▶ **Written exercise A**: In the forum post on building number ranges, what should the function return when a business address falls within a range?
▶ **Written exercise B**: Write the next part of the forum post on building number ranges, starting after its last sentence.

Number Within A Range (as text!)

Please start any new threads on our new site at https://forums.sqlteam.com. We've got lots of great SQL Server experts to answer whatever question you can come up with.

All Forums

SQL Server 2000 Forums

Transact-SQL (2000)

Number Within A Range (as text!)

Author

Topic

samtoffa
Yak Posting Veteran

60 Posts

Posted - 2004-08-11 : 11:12:22

In one of my tables I have a field that represents building numbers stored as text. These are single building numbers e.g. 1,56,28 or more complex ranges for big buildings e.g. 16-18 etc. In a seperate table I have a business address e.g. 23. Is there a reasonably simple way to build a function that returns true if the address is in the range. E.g. 23 in the business address table and 18-25, or 23 in the range table?
To make things more compliacted sometimes the address range fields have more than one building e.g. 16-18, 345-349 but I think I can cope with this if someone can point me in the right direction for the above.

▶ **Supplied information**:
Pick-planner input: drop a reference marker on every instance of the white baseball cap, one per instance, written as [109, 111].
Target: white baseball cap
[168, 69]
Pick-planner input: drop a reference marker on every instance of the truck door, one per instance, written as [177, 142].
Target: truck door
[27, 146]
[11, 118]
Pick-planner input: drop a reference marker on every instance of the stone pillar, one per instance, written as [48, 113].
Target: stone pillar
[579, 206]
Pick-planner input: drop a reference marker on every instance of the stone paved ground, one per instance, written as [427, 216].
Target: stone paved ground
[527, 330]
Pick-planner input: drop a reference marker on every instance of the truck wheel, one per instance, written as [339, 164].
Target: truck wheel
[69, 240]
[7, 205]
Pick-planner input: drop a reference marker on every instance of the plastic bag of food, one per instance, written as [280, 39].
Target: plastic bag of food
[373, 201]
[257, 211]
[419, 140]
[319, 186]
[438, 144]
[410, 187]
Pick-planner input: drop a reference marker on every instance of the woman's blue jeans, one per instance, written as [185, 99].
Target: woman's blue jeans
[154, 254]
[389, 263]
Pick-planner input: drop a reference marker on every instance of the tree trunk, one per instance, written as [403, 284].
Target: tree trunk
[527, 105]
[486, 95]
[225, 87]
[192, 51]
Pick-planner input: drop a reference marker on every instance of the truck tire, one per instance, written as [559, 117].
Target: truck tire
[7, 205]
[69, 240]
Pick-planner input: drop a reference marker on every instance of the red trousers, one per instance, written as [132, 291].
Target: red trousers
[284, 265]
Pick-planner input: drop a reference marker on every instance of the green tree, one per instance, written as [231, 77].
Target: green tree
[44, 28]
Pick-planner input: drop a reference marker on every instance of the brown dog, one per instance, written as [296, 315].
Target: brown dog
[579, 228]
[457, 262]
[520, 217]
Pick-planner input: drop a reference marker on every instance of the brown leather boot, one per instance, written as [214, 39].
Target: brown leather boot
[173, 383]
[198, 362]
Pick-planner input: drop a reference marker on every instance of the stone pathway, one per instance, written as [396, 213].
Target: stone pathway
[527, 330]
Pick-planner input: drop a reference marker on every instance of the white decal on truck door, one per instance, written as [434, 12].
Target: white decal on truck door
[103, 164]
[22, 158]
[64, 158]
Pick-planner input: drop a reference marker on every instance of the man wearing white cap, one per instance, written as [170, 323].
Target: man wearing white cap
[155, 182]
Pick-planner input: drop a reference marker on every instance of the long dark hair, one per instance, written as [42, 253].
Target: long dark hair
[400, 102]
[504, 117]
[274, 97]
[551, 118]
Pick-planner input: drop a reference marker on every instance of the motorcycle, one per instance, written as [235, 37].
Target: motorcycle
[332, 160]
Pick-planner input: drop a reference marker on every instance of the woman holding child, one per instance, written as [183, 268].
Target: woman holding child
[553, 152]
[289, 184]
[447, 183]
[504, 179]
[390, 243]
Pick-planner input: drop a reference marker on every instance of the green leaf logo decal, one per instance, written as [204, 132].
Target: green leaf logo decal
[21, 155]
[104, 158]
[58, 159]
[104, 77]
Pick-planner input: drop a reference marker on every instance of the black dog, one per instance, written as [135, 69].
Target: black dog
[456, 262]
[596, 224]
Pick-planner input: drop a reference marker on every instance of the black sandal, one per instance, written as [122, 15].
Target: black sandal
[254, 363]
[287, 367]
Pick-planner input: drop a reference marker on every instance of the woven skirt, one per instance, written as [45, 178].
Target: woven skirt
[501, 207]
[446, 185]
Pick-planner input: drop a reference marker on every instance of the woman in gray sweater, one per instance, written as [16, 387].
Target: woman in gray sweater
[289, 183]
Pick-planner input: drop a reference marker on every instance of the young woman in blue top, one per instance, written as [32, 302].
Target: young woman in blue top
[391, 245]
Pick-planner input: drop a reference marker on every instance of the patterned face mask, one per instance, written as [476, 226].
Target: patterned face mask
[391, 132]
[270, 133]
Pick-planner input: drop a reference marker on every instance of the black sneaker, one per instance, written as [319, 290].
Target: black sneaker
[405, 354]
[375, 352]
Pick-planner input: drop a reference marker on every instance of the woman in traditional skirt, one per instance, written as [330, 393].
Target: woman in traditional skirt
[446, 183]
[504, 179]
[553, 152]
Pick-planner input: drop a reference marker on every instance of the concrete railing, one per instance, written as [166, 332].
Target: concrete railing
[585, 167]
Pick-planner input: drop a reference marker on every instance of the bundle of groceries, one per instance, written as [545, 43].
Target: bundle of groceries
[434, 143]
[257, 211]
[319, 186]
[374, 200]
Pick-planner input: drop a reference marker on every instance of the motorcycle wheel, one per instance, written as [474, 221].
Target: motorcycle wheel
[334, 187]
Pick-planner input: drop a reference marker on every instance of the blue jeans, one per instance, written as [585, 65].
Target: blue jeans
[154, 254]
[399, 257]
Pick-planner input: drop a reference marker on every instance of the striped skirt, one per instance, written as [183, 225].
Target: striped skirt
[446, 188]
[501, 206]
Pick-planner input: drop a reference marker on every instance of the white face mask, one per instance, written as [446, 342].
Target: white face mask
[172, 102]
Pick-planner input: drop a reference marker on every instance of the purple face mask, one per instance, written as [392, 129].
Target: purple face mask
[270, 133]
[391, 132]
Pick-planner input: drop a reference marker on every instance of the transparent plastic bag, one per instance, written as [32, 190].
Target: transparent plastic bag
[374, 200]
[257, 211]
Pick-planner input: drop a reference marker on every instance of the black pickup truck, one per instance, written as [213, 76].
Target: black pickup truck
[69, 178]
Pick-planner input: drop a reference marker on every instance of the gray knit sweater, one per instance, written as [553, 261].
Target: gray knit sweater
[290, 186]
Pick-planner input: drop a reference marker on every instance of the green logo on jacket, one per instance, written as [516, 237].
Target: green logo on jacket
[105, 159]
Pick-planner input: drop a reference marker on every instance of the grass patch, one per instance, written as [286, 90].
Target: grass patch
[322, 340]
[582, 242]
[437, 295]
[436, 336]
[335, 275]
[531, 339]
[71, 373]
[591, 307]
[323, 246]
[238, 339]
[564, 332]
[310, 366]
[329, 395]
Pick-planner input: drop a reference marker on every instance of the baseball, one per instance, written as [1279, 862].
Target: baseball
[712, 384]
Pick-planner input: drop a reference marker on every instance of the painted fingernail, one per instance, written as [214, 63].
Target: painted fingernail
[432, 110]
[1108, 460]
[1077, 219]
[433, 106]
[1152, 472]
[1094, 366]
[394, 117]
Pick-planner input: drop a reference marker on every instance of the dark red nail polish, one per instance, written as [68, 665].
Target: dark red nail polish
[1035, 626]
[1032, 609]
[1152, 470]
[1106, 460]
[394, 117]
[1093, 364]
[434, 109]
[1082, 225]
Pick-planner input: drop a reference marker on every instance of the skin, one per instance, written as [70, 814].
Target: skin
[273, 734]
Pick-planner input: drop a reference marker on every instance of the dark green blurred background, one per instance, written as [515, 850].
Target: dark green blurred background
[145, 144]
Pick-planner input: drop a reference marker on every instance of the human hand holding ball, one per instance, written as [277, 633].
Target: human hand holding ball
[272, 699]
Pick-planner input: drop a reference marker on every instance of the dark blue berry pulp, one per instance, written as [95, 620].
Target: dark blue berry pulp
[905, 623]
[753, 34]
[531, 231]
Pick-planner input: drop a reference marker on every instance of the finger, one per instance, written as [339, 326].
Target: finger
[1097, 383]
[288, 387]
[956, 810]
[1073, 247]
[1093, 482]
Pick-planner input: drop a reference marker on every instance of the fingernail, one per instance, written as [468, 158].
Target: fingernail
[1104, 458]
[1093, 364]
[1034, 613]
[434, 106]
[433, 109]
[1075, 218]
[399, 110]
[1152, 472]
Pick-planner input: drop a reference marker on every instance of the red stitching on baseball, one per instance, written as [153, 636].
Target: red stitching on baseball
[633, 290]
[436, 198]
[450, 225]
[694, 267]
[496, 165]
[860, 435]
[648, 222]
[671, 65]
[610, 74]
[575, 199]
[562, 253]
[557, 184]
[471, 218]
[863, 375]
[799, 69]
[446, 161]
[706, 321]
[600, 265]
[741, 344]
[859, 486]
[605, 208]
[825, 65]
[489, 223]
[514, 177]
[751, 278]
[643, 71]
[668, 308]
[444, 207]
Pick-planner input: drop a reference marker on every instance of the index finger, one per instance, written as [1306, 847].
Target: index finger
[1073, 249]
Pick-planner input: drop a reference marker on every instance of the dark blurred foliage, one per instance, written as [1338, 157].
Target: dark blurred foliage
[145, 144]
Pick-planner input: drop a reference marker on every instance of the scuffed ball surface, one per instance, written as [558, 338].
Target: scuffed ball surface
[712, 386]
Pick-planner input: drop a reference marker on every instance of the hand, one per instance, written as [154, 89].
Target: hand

▶ **Right answer A**: It should return true.

▶ **Right answer B**:
My instinct is to cleave the numbers from the right and left of the '-' sign, convert to numeric and see if my test value is between or equal to the split values. Anyone got a better idea?!! And yes, the data should never have been entered in this way in the first place...blame the UK National Health Service!
Cheers,
Sam

Seventhnight
Master Smack Fu Yak Hacker

2878 Posts

Posted - 2004-08-11 : 11:19:29

I would say you are probably right (about splitting on '-'), and I'm sure it can done.

Beyond that...why don't you give us a little sample (tables and data), and we might be able to give you something a little more specific.

Corey

samtoffa
Yak Posting Veteran

60 Posts

Posted - 2004-08-11 : 11:34:28

DustinMichaels
Constraint Violating Yak Guru

464 Posts

Posted - 2004-08-11 : 11:43:21

Is there anyway you could normalize this part of the database?
If not your best bet is to probably use a User Defined Function (UDF) that would split strings to do the search.

But if you could normalize the database you could have a BuildingNumbers table that would include a column for the starting number and a column for the ending number. For the cases where there is a single building number the start number and end number would be the same.

This way when you run your query you could use a BETWEEN clause between the start and ending building numbers.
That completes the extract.